TASK TO CARRY OUT:
Please write out the records from their start through the line containing "point(846, 377)", substituting "plastic bottle" for "glass bottle" and keeping everything else unchanged.

SOURCE MATERIAL:
+-------+

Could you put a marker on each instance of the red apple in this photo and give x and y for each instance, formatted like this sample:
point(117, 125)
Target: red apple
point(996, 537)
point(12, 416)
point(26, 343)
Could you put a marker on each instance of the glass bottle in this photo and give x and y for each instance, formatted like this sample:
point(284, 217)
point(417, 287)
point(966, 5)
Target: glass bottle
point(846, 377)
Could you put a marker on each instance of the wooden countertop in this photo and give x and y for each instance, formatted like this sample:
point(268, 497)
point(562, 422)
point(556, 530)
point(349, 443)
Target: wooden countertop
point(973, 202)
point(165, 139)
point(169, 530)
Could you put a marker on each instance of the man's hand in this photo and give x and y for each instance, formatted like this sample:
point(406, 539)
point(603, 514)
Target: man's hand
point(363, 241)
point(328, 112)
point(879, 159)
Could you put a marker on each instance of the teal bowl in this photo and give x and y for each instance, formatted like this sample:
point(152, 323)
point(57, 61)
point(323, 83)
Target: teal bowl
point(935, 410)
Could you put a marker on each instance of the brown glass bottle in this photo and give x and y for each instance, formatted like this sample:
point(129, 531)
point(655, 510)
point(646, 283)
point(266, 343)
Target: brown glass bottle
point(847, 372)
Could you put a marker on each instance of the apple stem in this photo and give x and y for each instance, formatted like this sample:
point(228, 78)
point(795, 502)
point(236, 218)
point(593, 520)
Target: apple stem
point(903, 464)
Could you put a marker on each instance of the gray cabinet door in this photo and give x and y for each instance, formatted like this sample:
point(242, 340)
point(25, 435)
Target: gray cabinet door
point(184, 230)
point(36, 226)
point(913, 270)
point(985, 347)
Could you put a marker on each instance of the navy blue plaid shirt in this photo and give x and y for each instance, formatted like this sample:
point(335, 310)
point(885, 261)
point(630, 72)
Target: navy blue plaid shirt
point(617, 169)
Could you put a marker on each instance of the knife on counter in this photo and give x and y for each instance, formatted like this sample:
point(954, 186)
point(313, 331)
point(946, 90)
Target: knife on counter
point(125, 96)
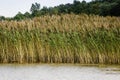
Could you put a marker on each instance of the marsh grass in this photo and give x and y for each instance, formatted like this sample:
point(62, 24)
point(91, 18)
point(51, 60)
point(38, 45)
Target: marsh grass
point(61, 39)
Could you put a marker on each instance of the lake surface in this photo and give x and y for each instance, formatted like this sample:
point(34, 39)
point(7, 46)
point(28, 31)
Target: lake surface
point(58, 72)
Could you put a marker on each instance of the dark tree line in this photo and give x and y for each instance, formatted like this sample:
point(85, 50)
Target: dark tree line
point(97, 7)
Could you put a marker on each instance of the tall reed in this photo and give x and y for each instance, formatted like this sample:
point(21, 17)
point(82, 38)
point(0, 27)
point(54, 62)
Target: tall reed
point(86, 39)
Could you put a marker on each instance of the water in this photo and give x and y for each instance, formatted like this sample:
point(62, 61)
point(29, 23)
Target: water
point(58, 72)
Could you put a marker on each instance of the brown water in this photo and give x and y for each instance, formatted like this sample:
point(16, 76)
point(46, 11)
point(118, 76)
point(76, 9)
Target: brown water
point(58, 72)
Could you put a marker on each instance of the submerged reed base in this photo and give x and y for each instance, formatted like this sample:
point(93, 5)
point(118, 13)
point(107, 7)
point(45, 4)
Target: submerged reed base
point(61, 39)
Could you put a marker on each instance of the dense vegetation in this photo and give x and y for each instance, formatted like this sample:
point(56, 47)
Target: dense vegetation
point(65, 38)
point(97, 7)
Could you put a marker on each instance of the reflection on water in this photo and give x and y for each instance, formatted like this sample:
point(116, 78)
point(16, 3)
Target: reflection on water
point(58, 72)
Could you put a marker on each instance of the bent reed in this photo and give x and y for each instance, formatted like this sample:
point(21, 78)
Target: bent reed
point(66, 38)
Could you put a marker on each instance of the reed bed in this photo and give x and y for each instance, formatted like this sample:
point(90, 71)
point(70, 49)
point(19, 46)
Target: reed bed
point(66, 38)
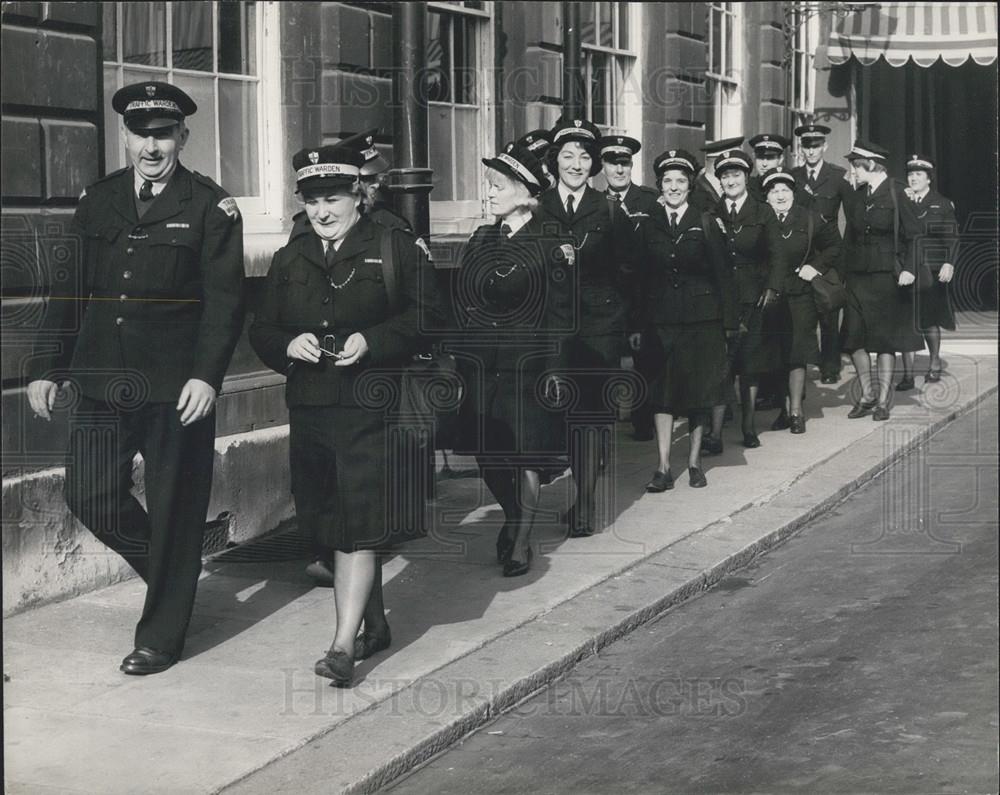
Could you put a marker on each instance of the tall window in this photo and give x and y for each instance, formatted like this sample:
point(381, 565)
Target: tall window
point(803, 39)
point(725, 59)
point(457, 67)
point(213, 51)
point(608, 59)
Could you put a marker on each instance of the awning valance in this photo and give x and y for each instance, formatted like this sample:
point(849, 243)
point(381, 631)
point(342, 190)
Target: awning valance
point(922, 32)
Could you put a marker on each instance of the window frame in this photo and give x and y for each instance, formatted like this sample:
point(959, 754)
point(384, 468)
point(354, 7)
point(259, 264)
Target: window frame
point(724, 88)
point(261, 213)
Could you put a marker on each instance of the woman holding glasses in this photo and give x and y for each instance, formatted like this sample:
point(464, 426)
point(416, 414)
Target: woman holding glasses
point(325, 319)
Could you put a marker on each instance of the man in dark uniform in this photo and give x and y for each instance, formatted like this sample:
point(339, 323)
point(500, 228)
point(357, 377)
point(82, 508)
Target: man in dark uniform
point(147, 332)
point(638, 201)
point(768, 154)
point(825, 189)
point(707, 189)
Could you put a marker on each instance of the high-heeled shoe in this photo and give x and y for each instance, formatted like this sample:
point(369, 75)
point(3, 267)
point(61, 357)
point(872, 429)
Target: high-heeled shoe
point(338, 666)
point(368, 644)
point(515, 568)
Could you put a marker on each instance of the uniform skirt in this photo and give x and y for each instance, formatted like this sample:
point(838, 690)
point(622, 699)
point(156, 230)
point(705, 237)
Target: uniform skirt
point(933, 307)
point(759, 349)
point(798, 342)
point(691, 368)
point(879, 315)
point(358, 479)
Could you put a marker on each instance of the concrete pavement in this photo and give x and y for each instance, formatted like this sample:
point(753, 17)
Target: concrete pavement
point(467, 643)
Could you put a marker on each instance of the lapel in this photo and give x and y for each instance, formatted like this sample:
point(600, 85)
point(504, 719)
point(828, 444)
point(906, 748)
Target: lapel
point(356, 241)
point(173, 198)
point(122, 196)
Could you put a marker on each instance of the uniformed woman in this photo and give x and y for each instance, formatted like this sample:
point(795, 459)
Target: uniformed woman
point(751, 235)
point(934, 251)
point(513, 297)
point(810, 246)
point(682, 314)
point(879, 275)
point(604, 237)
point(327, 322)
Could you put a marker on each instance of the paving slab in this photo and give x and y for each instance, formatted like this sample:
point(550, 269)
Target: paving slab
point(243, 712)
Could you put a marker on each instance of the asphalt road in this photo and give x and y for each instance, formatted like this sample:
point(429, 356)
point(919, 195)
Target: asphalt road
point(859, 657)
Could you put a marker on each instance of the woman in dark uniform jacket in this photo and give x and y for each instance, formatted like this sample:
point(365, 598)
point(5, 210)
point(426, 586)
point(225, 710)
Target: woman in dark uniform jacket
point(934, 250)
point(325, 321)
point(604, 238)
point(682, 314)
point(879, 275)
point(513, 305)
point(811, 246)
point(751, 241)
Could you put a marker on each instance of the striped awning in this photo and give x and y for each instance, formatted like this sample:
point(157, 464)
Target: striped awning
point(923, 32)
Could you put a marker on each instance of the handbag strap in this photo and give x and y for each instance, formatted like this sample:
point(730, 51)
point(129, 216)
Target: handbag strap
point(389, 274)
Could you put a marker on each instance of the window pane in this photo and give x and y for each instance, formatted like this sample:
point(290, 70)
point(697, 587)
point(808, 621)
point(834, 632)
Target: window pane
point(606, 23)
point(467, 169)
point(199, 153)
point(110, 29)
point(114, 157)
point(439, 132)
point(438, 56)
point(624, 42)
point(238, 111)
point(144, 33)
point(465, 62)
point(237, 38)
point(587, 32)
point(192, 36)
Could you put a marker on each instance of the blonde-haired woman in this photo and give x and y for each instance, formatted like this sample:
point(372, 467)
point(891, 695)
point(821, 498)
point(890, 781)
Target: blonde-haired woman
point(513, 296)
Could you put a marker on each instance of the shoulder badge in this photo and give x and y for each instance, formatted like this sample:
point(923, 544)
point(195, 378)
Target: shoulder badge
point(230, 207)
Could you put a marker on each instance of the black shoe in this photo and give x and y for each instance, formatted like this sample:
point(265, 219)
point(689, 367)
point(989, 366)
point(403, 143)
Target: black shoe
point(144, 661)
point(368, 644)
point(576, 529)
point(711, 445)
point(505, 543)
point(862, 409)
point(661, 481)
point(515, 568)
point(336, 665)
point(321, 573)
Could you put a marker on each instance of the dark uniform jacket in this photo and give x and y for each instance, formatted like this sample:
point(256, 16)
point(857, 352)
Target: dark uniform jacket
point(299, 297)
point(752, 248)
point(828, 195)
point(604, 237)
point(160, 297)
point(936, 239)
point(822, 251)
point(871, 245)
point(703, 195)
point(514, 305)
point(684, 279)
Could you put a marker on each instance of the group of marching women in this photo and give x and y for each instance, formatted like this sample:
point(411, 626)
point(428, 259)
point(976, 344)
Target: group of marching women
point(707, 276)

+-------+

EXERCISE RESULT:
Could you put a marker on each instance of the red apple in this photo and give x and y for each instance, formatted like this sample:
point(117, 125)
Target: red apple
point(996, 537)
point(12, 416)
point(26, 343)
Could you put a marker on each instance of the plastic bottle in this photo and give x and y for each instance, formatted like this sample:
point(284, 217)
point(417, 287)
point(966, 5)
Target: plastic bottle
point(846, 377)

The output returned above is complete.